# Short exercise
Please count the lines in the entries below that contain the string "point", treating uppercase and lowercase as different, and reply with only that number.

# Input records

========================================================================

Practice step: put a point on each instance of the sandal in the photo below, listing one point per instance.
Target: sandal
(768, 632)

========================================================================

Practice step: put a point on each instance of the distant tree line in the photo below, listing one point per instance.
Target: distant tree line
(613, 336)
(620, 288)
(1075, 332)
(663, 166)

========================================================================

# Finished exercise
2